# Written request:
Convert every line of the entries below into one numbered list, omitting any blank lines.

# Material:
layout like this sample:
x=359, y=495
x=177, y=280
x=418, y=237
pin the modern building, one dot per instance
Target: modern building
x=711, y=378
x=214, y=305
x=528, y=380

# Answer to the task:
1. layout like this sample:
2. x=359, y=495
3. x=177, y=280
4. x=418, y=237
5. pin the modern building, one dot per instance
6. Target: modern building
7. x=711, y=378
8. x=214, y=305
9. x=528, y=380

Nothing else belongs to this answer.